→ ENTRIES PROVIDED
----------

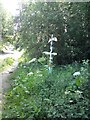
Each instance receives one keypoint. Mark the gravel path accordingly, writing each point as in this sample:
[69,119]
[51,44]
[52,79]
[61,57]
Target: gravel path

----------

→ WORK TO COMPLETE
Reproduce the records above line for line, leaving out the pictures.

→ SOLUTION TO THIS TASK
Each instance receives one keypoint. Mark the gravel path accordingly, writing each point as in this sample:
[69,119]
[51,44]
[52,79]
[61,57]
Target: gravel path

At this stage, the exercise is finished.